What is required :: Would you print the records as they stand, down to the last character?

(Recorded data)
*** Begin section ***
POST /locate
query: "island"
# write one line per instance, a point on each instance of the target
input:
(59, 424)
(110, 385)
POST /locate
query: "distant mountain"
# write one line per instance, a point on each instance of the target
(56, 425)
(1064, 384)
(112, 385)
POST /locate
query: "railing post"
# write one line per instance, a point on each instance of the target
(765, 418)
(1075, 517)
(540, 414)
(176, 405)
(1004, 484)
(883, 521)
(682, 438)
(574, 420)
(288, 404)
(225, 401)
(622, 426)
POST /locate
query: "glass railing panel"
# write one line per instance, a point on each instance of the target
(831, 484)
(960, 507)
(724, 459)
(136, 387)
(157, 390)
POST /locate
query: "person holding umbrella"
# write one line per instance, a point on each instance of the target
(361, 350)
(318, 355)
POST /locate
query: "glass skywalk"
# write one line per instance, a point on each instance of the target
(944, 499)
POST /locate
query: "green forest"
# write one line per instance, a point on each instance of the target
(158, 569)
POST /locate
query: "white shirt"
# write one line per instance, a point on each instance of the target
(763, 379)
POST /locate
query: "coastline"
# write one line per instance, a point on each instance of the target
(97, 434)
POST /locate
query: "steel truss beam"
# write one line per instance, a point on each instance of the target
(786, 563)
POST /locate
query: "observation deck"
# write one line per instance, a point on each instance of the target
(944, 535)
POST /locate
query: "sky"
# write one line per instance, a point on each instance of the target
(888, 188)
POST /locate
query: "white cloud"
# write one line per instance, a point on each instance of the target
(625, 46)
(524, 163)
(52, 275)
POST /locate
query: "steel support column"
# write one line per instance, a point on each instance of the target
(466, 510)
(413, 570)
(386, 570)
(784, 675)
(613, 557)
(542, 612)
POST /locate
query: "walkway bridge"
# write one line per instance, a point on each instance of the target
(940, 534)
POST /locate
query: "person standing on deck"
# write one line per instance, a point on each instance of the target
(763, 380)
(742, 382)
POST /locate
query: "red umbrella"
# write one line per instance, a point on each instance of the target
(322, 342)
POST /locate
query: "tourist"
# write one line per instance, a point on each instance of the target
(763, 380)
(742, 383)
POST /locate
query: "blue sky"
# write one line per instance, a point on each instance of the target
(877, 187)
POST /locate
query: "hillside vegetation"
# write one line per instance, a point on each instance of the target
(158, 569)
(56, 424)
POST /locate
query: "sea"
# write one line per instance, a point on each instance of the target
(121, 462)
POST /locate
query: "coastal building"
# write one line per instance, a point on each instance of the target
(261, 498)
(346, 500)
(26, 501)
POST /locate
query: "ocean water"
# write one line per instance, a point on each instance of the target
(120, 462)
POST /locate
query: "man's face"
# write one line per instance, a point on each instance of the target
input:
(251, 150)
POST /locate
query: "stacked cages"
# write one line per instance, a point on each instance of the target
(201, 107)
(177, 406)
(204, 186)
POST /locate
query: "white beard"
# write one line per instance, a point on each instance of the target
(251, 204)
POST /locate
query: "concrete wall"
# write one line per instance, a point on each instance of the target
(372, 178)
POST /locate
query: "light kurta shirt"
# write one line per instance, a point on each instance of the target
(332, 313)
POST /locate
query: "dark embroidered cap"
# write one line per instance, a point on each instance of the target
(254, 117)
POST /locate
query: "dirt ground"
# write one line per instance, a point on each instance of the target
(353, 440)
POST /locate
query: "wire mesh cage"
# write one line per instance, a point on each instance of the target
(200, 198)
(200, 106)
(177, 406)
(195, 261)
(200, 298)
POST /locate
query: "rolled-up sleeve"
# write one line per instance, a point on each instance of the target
*** End section ***
Expected answer ::
POST /locate
query: "island"
# write one line per instance, a point on each instance of the target
input:
(59, 424)
(110, 385)
POST /locate
query: "distant mountain"
# write one line per instance, a point on each instance of the target
(56, 425)
(1064, 384)
(112, 385)
POST /locate
query: "railing post"
# write one line per instance, a point on each instance of the target
(765, 418)
(1075, 517)
(540, 414)
(176, 405)
(1004, 484)
(883, 521)
(682, 438)
(574, 420)
(288, 404)
(225, 401)
(622, 426)
POST /locate
query: "glass railing panel"
# write one line per instance, a point on each instance of the target
(831, 484)
(960, 507)
(724, 459)
(136, 387)
(157, 390)
POST /locate
query: "person holding umbrella"
# write one line per instance, a point on each instance of the target
(361, 350)
(318, 355)
POST /locate
query: "glass skywalk"
# write one line per instance, a point on each instance of the target
(944, 499)
POST /locate
query: "green forest"
# write one line per instance, a point on each instance of the target
(158, 569)
POST /locate
query: "white shirt"
# write one line per instance, a point on each instance of the target
(763, 379)
POST /locate
query: "coastline"
# write one line per instance, a point on each instance of the target
(97, 434)
POST /locate
query: "steel truss beam"
# write one line per instance, a point on each instance of the target
(786, 563)
POST /locate
query: "observation deck"
# write one line per instance, a point on each instance of the target
(944, 535)
POST /locate
query: "sky"
# write one line per instance, a point on each instance of the target
(888, 188)
POST /locate
query: "white cloud"
# write one line per instance, a point on each instance of the target
(625, 46)
(524, 163)
(52, 275)
POST /locate
query: "steel support column"
# write one line per instance, a point on each instance of the target
(466, 510)
(413, 570)
(386, 570)
(784, 675)
(613, 557)
(542, 612)
POST /locate
query: "walkway bridge"
# write one line per instance, a point on each instance of the target
(940, 534)
POST /locate
query: "person standing on deck"
# write one line per instance, a point on each instance of the target
(763, 380)
(742, 382)
POST /locate
query: "red umbrella"
# write one line per instance, a point on each instance of the target
(322, 342)
POST /locate
query: "tourist"
# write one line per instance, a point on each instance of the target
(763, 380)
(742, 383)
POST /locate
query: "blue sky"
# write one line per instance, a point on each instance of the target
(877, 187)
POST /locate
query: "hillside vegetation"
# write one line per instance, a point on each instance of the target
(158, 569)
(56, 424)
POST /locate
query: "sea"
# write one line per instance, a point on each instance of the target
(121, 462)
POST /locate
query: "coastal building"
# write one line per instance, a point on each instance of the target
(261, 498)
(346, 500)
(26, 501)
POST /locate
query: "ocean water"
# write one line per instance, a point on each instance of the target
(120, 462)
POST /locate
query: "man's face"
# write one line per instance, a point on each instance of the target
input:
(251, 150)
POST /locate
query: "stacked cages"
# write one line per instance, a point on each instance of the target
(201, 107)
(177, 406)
(204, 186)
POST /locate
query: "white beard"
# write one line per instance, a point on each instance of the target
(251, 204)
POST /locate
query: "concrete wall"
# write one line per instance, a point on each instance of the target
(372, 178)
POST /locate
query: "light kurta shirt"
# write one line per instance, a point on each instance of the target
(332, 313)
POST /locate
query: "dark embroidered cap"
# write one line per instance, a point on each instance of the target
(254, 117)
POST /locate
query: "dirt ground"
# write one line per instance, a point on each instance of the target
(353, 440)
POST /locate
query: "wire mesh cage"
# write one line per instance, a point on each instance of the target
(200, 198)
(200, 106)
(177, 406)
(195, 261)
(200, 298)
POST /locate
query: "rolled-up sleeve"
# write one line per instance, a point on each instance of the target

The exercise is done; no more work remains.